- **RECORD LIST**
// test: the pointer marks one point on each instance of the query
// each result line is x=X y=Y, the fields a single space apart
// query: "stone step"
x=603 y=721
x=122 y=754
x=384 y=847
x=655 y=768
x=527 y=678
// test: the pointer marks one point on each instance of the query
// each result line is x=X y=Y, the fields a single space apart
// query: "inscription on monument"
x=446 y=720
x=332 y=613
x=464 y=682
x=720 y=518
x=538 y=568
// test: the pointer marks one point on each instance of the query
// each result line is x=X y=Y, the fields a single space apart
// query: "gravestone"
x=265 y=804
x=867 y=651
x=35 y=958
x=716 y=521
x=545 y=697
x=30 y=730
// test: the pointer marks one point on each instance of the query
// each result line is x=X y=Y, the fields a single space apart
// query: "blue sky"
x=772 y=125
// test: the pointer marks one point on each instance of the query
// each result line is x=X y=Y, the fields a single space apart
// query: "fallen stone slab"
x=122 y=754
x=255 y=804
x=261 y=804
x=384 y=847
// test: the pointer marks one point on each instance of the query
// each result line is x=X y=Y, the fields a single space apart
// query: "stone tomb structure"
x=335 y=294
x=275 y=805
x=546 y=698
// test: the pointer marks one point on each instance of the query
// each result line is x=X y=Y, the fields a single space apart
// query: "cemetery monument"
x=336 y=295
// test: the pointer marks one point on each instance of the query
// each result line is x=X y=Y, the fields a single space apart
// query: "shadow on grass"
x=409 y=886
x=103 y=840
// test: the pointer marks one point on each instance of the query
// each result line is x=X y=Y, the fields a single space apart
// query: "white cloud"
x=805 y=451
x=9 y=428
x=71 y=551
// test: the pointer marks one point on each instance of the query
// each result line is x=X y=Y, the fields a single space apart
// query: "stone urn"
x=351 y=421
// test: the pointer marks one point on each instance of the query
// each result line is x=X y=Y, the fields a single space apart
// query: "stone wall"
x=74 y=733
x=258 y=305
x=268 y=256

- **WRITTEN TASK**
Return each line of the data exactly as written above.

- **TASK SOLUTION**
// test: the pointer marks one point on each instance of the query
// each result line is x=X y=Y, the fields a single space apart
// query: "stone step"
x=603 y=721
x=122 y=754
x=384 y=847
x=655 y=768
x=527 y=678
// test: the pointer marks one point on each instance of the query
// each result line is x=X y=Y, the fields a single space apart
// query: "inscription on monument"
x=446 y=720
x=332 y=613
x=464 y=682
x=720 y=518
x=538 y=568
// test: the pointer marks one point on each instance of the query
// each result line is x=X y=Y, the fields a single space apart
// query: "gravestone"
x=265 y=804
x=867 y=651
x=35 y=958
x=716 y=521
x=545 y=697
x=30 y=730
// test: the pointer marks one point on each instance of the query
// each result line is x=X y=Y, the fields a single space apart
// query: "blue sky"
x=772 y=125
// test: the pointer marks one point on each instance of the query
// each result line is x=X y=Y, the fields a single space apart
// query: "fallen stone slab"
x=122 y=754
x=255 y=804
x=261 y=804
x=384 y=847
// test: the pointer marks one point on each instance of the query
// each result line is x=X y=Y, the fields a single space apart
// query: "stone tomb structure"
x=335 y=294
x=275 y=805
x=546 y=698
// test: the pointer marks one point on each instance of the query
// each result line is x=X y=Y, the fields a single space apart
// query: "cemetery monument"
x=336 y=295
// test: the pointer marks one point on each instance of the query
// each result line is x=X y=Y, the fields a single space apart
// query: "shadow on grass"
x=409 y=886
x=103 y=840
// test: the pointer marks one point on each instance of the query
// each result line is x=X y=Y, the fields a single space apart
// query: "white cloud"
x=805 y=451
x=9 y=428
x=71 y=551
// test: the pointer marks one point on each instance of the query
// each result line is x=X y=Y, the fields a single space apart
// query: "stone urn"
x=351 y=421
// test: the pointer marks one point on each instance of the query
// each result line is x=X y=Y, the fields a single space apart
// query: "stone wall"
x=74 y=733
x=258 y=305
x=268 y=256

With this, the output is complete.